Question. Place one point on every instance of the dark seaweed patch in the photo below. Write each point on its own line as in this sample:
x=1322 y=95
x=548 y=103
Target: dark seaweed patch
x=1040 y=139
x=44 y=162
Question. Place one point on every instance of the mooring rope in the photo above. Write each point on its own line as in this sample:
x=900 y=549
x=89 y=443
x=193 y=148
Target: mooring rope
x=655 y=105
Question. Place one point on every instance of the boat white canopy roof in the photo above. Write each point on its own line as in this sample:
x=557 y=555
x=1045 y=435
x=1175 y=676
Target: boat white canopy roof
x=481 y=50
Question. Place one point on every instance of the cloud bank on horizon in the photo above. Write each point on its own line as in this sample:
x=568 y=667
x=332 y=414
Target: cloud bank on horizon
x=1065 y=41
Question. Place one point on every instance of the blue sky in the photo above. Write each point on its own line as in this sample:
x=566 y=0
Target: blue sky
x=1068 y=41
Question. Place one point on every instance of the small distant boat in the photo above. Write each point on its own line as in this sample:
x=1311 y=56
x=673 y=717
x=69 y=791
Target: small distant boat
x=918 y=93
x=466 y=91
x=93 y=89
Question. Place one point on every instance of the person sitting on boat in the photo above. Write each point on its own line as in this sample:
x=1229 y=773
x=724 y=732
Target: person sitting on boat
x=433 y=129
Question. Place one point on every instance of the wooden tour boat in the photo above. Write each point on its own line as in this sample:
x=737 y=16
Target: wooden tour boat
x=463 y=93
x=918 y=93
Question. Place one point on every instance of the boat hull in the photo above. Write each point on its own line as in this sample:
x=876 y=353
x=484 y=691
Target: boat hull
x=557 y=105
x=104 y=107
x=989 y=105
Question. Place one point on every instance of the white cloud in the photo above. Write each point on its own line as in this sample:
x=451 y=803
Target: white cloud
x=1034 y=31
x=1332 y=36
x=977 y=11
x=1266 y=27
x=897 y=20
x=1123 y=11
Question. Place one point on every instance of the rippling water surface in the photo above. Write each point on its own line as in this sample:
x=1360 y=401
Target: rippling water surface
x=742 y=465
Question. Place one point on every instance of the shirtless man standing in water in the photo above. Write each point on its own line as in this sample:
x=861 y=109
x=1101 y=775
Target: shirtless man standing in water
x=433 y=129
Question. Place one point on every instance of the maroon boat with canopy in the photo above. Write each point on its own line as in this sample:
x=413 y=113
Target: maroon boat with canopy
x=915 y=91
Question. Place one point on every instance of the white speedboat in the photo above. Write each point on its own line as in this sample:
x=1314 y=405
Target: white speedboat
■ ■ ■ ■ ■
(WHAT THE TASK REQUIRES) Every entry shown above is to be written out exactly.

(PROBLEM SOLUTION)
Question. Place one point on every instance of the dark seaweed patch in the photo below. Write each point on its own line as in this sample:
x=1322 y=95
x=548 y=103
Target: dark seaweed patch
x=1040 y=139
x=44 y=162
Question. Place one point on every instance of the mooring rope in the photo above. Write each point on its own line as in this sample:
x=900 y=549
x=89 y=443
x=193 y=148
Target: mooring rope
x=655 y=105
Question. Place one point on every instance of the boat white canopy roof in the photo above. Write each point on its own line as in this sample:
x=557 y=555
x=1045 y=435
x=1175 y=676
Target: boat white canopy roof
x=481 y=50
Question. Place one point on every instance of the cloud bank on horizon in the photo above. Write each point on its own line as in this sample:
x=568 y=667
x=332 y=414
Target: cloud bank on horizon
x=1065 y=41
Question. Place one point on every instance of the blue sky in the photo above. Write each point on its own line as in this sample:
x=566 y=0
Target: blue sky
x=1068 y=41
Question. Place one point on every instance of the small distant boat in the photo above. Write each point on its own line as in this sample:
x=1311 y=56
x=673 y=717
x=69 y=791
Target: small distant boat
x=918 y=93
x=466 y=91
x=93 y=89
Question. Place one point on every instance of the person sitting on boat in the photo above. Write each point on its own line as in this sample:
x=1229 y=773
x=724 y=732
Target: person sitting on boat
x=433 y=129
Question. Place one point on every instance of the wooden tour boat in the photo above. Write each point on its own line as in this sample:
x=737 y=16
Target: wooden tour boat
x=463 y=93
x=918 y=93
Question. Place one point on every instance of the boat hull in the photo above. Write each point on its own line as in this sample:
x=876 y=353
x=484 y=691
Target: boat hull
x=557 y=105
x=104 y=107
x=989 y=105
Question. Place one point on every instance of the white cloud in the photo above. Write each point on its own line as in this sample:
x=451 y=803
Target: white cloud
x=1034 y=31
x=1332 y=36
x=977 y=11
x=1266 y=27
x=897 y=20
x=1123 y=11
Question. Place one point on every instance of the rippling water surface in the photo above. Write each point on its own line as in this sample:
x=1360 y=401
Target: rippling water surface
x=742 y=465
Question. Place one point on every instance of the shirtless man standing in water in the photo above. Write each point on its own line as in this sample:
x=861 y=109
x=1101 y=775
Target: shirtless man standing in water
x=433 y=129
Question. Place one point on every instance of the maroon boat with canopy in the photo above. Write each point on its own line as in this sample:
x=413 y=113
Target: maroon boat with canopy
x=915 y=91
Question. Place one point on every instance of the white speedboat in the photo above. Write each point on its own line as in this sample:
x=1314 y=405
Target: white speedboat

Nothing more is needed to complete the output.